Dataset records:
###

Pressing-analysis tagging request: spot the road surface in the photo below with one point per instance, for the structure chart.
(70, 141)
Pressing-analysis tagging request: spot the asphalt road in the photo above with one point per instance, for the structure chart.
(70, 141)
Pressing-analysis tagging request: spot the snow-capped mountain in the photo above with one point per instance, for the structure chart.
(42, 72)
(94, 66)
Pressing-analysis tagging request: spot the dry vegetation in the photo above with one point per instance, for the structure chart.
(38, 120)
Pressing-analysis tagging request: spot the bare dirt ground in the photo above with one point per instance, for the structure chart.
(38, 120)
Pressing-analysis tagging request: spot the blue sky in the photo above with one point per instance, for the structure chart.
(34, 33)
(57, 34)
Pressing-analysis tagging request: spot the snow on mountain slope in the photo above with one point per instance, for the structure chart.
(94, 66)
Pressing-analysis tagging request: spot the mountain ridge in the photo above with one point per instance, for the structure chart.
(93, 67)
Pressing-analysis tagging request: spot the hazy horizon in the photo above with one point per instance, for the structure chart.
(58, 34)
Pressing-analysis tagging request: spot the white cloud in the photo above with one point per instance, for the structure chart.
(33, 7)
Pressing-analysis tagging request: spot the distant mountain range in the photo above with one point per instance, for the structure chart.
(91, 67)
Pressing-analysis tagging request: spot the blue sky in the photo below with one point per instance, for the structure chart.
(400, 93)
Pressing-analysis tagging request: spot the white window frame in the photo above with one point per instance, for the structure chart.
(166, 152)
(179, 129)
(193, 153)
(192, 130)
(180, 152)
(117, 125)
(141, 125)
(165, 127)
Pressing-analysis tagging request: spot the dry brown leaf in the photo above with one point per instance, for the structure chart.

###

• THE PROBLEM:
Make an exact copy of every entry.

• OUTPUT FOR THIS EXERCISE:
Pressing-analysis tagging request: spot the road surface in the photo below with one point per instance, for the structure chart.
(70, 141)
Pressing-analysis tagging request: spot the asphalt road in the photo above with one point per instance, for the structure chart.
(70, 141)
Pressing-analysis tagging request: spot the snow-capped mountain in the photo above with one point per instance, for the structure chart.
(42, 72)
(94, 66)
Pressing-analysis tagging request: spot the dry vegetation in the photo above with one point per instance, for the structure chart.
(38, 120)
Pressing-analysis tagging request: spot the bare dirt ground in the photo above with one point per instance, for the structure chart.
(38, 120)
Pressing-analysis tagging request: spot the blue sky in the photo above with one point per instance, for the structure chart.
(34, 33)
(57, 34)
Pressing-analysis tagging request: spot the snow on mountain slope in the photo above with one point per instance, for the structure chart.
(94, 66)
Pressing-analysis tagging request: spot the mountain ridge in the photo above with one point per instance, for the structure chart.
(93, 67)
Pressing-analysis tagging request: spot the hazy horizon in the photo above with one point per instance, for the structure chart.
(58, 34)
Pressing-analysis tagging request: spot the white cloud in the photo above with one point per instance, for the structure chart.
(33, 7)
Pressing-analysis tagging request: spot the distant mountain range in the photo above with one point per instance, for the structure chart.
(91, 67)
Pressing-analysis tagging request: spot the blue sky in the photo below with one point per instance, for the structure chart.
(400, 93)
Pressing-analysis tagging request: spot the white window frame in the photo above with one point per instance, for the structure chart.
(166, 152)
(179, 129)
(193, 153)
(192, 130)
(180, 152)
(117, 125)
(141, 125)
(165, 127)
Pressing-analysis tagging request: spot the dry brown leaf in the photo above with one point per instance, for the structure chart.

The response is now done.